> **What to produce**: Please locate each line in the rows below that contains the string "person" and copy those lines out. A match must agree in case.

> **Materials provided**:
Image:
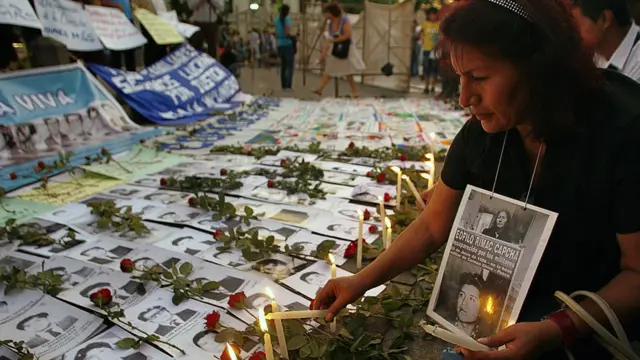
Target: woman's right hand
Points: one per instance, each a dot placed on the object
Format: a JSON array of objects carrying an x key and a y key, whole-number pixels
[{"x": 338, "y": 293}]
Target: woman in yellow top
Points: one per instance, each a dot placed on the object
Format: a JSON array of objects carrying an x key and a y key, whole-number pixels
[{"x": 429, "y": 36}]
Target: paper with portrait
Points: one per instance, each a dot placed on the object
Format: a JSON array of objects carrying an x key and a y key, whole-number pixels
[
  {"x": 104, "y": 346},
  {"x": 51, "y": 327},
  {"x": 487, "y": 267}
]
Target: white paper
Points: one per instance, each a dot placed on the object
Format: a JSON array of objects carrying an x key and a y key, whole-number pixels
[
  {"x": 114, "y": 29},
  {"x": 18, "y": 12},
  {"x": 67, "y": 22}
]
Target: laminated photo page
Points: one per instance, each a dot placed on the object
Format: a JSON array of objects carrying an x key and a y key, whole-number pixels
[{"x": 492, "y": 254}]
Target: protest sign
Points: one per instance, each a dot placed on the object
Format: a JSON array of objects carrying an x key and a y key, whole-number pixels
[
  {"x": 58, "y": 109},
  {"x": 114, "y": 29},
  {"x": 162, "y": 31},
  {"x": 67, "y": 22},
  {"x": 18, "y": 12},
  {"x": 185, "y": 86}
]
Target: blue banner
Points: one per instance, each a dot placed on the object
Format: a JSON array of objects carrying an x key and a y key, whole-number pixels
[
  {"x": 54, "y": 110},
  {"x": 185, "y": 86}
]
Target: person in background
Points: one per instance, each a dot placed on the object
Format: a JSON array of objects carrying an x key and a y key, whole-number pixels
[
  {"x": 205, "y": 16},
  {"x": 607, "y": 26},
  {"x": 285, "y": 47},
  {"x": 429, "y": 36}
]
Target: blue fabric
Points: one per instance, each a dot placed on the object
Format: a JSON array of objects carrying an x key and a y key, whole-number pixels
[
  {"x": 281, "y": 36},
  {"x": 185, "y": 86},
  {"x": 287, "y": 57}
]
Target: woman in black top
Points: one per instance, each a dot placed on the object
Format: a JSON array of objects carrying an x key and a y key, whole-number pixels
[{"x": 536, "y": 96}]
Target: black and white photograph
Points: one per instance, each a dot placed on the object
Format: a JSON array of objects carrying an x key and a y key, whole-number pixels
[
  {"x": 187, "y": 241},
  {"x": 103, "y": 347},
  {"x": 126, "y": 292},
  {"x": 491, "y": 256},
  {"x": 51, "y": 327}
]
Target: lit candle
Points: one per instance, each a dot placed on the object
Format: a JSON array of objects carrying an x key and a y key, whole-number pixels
[
  {"x": 360, "y": 231},
  {"x": 304, "y": 314},
  {"x": 282, "y": 340},
  {"x": 414, "y": 191},
  {"x": 232, "y": 353},
  {"x": 268, "y": 347},
  {"x": 398, "y": 186},
  {"x": 388, "y": 235}
]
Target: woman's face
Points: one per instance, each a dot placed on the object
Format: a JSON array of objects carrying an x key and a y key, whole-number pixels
[
  {"x": 487, "y": 86},
  {"x": 501, "y": 220},
  {"x": 468, "y": 304}
]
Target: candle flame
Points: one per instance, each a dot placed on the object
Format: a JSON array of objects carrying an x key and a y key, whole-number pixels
[
  {"x": 232, "y": 353},
  {"x": 263, "y": 320},
  {"x": 489, "y": 307}
]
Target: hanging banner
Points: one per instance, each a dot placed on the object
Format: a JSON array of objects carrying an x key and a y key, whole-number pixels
[
  {"x": 114, "y": 29},
  {"x": 185, "y": 86},
  {"x": 18, "y": 12},
  {"x": 47, "y": 111},
  {"x": 67, "y": 22},
  {"x": 162, "y": 31}
]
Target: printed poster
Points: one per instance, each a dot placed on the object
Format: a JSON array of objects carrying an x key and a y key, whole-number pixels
[{"x": 489, "y": 262}]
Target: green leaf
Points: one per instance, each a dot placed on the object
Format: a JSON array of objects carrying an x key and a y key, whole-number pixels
[
  {"x": 126, "y": 343},
  {"x": 296, "y": 342},
  {"x": 186, "y": 269}
]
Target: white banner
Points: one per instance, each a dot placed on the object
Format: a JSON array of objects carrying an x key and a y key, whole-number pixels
[
  {"x": 67, "y": 22},
  {"x": 18, "y": 12},
  {"x": 114, "y": 29}
]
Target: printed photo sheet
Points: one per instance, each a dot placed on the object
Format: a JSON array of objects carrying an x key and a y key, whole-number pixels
[
  {"x": 310, "y": 280},
  {"x": 74, "y": 273},
  {"x": 104, "y": 347},
  {"x": 126, "y": 292},
  {"x": 489, "y": 262},
  {"x": 51, "y": 327}
]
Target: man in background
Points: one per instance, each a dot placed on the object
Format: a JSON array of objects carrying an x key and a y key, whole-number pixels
[{"x": 607, "y": 26}]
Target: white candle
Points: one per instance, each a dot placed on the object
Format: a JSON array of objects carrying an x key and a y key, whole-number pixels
[
  {"x": 388, "y": 233},
  {"x": 414, "y": 191},
  {"x": 398, "y": 186},
  {"x": 282, "y": 340},
  {"x": 304, "y": 314},
  {"x": 360, "y": 231},
  {"x": 268, "y": 346}
]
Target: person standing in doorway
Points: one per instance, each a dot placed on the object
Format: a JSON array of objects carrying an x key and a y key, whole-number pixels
[
  {"x": 285, "y": 47},
  {"x": 430, "y": 35},
  {"x": 343, "y": 59},
  {"x": 205, "y": 16}
]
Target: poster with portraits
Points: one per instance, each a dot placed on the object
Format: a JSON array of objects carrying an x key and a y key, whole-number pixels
[
  {"x": 51, "y": 327},
  {"x": 489, "y": 262}
]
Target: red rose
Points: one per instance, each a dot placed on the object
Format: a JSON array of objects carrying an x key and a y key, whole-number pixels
[
  {"x": 258, "y": 355},
  {"x": 101, "y": 297},
  {"x": 351, "y": 249},
  {"x": 225, "y": 354},
  {"x": 212, "y": 321},
  {"x": 126, "y": 265},
  {"x": 237, "y": 300}
]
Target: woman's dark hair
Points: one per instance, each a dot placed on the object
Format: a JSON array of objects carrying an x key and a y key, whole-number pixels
[
  {"x": 332, "y": 8},
  {"x": 558, "y": 76},
  {"x": 284, "y": 12}
]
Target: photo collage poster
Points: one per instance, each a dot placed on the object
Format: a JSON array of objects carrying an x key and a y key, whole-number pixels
[{"x": 489, "y": 262}]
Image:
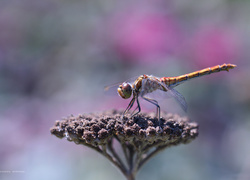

> **Answer to this task**:
Target: person in background
Target: person standing in doorway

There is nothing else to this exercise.